■ EXERCISE REQUIREMENTS:
1) How would you put this sentence from the forum thread on MFA treatments into Spanish: "I'm applying to UCLA, but I haven't started my treatment yet."
2) Can you carry on the forum thread about MFA directing treatments, picking up after its final post?

***** SELECTED EXTRACT

# MFA Production/Directing 2013 Treatments



## bozant (Sep 8, 2012)

I am applying to UCLA, among others, and they ask for treatments. Anybody else out there applying, or accepted in a previous year (to UCLA or another) willing to share their treatments? Or, at least, advice?


----------



## Robin101 (Sep 26, 2012)

I'm applying to UCLA, but I haven't started my treatment yet. The directions say to write the treatment for a short, are you planning on writing yours in more of a prose form?


----------



## bozant (Sep 30, 2012)

I don't know. I don't know what they want or mean by "professional treatment guidelines." Do I write a treatment like a 2 page summary that shows character and plot, or do I write a log line, summary, synopsis, and character descriptions? Does it matter?

I was hoping to get some responses from some people who have been accepted to say this is what I did, or it doesn't matter, etc etc.


----------



## Robin101 (Sep 30, 2012)

Yeah, maybe if we keep replying to each other, others will pay attention to this thread and someone who knows for sure will come along.

**********
***** SOURCE INFORMATION

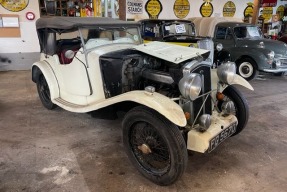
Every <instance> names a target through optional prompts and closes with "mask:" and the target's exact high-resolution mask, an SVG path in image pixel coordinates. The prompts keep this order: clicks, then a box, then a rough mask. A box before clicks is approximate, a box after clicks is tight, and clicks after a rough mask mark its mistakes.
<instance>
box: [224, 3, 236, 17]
mask: <svg viewBox="0 0 287 192" xmlns="http://www.w3.org/2000/svg"><path fill="white" fill-rule="evenodd" d="M235 11H236V7H235V4H234V3H233V2H232V1H227V2H226V3H225V5H224V6H223V10H222V13H223V17H233V16H234V14H235Z"/></svg>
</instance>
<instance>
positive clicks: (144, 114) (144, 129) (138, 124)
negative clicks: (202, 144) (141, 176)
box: [122, 106, 188, 185]
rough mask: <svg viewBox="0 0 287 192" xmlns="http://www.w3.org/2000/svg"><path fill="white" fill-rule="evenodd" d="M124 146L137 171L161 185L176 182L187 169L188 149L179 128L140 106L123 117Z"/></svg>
mask: <svg viewBox="0 0 287 192" xmlns="http://www.w3.org/2000/svg"><path fill="white" fill-rule="evenodd" d="M122 126H123V144H124V147H125V151H126V153H127V155H128V158H129V159H130V161H131V163H132V164H133V165H134V166H135V168H136V169H137V170H138V171H139V172H140V173H141V174H142V175H143V176H144V177H146V178H147V179H149V180H150V181H152V182H154V183H156V184H158V185H170V184H172V183H174V182H175V181H177V180H178V179H179V178H180V176H181V175H182V174H183V172H184V170H185V168H186V166H187V160H188V155H187V149H186V143H185V141H184V138H183V135H182V133H181V132H180V130H179V128H178V127H177V126H176V125H174V124H173V123H171V122H170V121H169V120H167V119H166V118H165V117H164V116H162V115H160V114H159V113H158V112H156V111H154V110H152V109H150V108H148V107H145V106H137V107H135V108H133V109H132V110H130V111H129V112H128V113H127V114H126V115H125V117H124V119H123V122H122Z"/></svg>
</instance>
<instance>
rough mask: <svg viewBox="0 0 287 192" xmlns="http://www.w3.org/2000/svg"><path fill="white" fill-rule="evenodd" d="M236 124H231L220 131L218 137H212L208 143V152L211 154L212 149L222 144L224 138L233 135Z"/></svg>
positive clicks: (234, 132)
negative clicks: (226, 127)
mask: <svg viewBox="0 0 287 192" xmlns="http://www.w3.org/2000/svg"><path fill="white" fill-rule="evenodd" d="M236 127H237V124H236V123H233V124H231V125H230V126H229V127H227V128H226V129H224V130H223V131H221V132H220V133H219V134H218V135H216V136H215V137H213V138H212V139H211V140H210V141H209V149H208V152H211V151H212V150H213V149H215V148H216V147H217V146H218V145H219V144H220V143H222V142H223V141H224V140H225V139H226V138H228V137H230V136H231V135H232V134H233V133H235V132H236Z"/></svg>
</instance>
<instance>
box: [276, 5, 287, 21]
mask: <svg viewBox="0 0 287 192" xmlns="http://www.w3.org/2000/svg"><path fill="white" fill-rule="evenodd" d="M284 8H285V7H284V6H283V5H280V6H279V7H277V10H276V14H278V15H279V18H280V19H282V18H283V16H284Z"/></svg>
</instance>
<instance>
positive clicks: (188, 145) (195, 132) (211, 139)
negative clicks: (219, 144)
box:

**********

■ ANSWERS FOR THIS EXERCISE:
1) Estoy solicitando admisión en UCLA, pero todavía no he empezado mi tratamiento.

2)
But did you see that UCLA has a link of what should be included in your treatment (i.e. loglines, working titles etc.) but I'm just wondering HOW it should be written. My treatment for NYU reads more like a story, so I'm hoping UCLA is more the same.


----------



## bozant (Sep 30, 2012)

Yeah, that is my same question. I might have seen that link, but maybe not. Can you link me to it?


----------



## Robin101 (Sep 30, 2012)

It's a hyperlink under "original treatment" http://www.tft.ucla.edu/wp-con...rite-A-Treatment.pdf


----------



## bozant (Oct 1, 2012)

Good find. This is extremely helpful.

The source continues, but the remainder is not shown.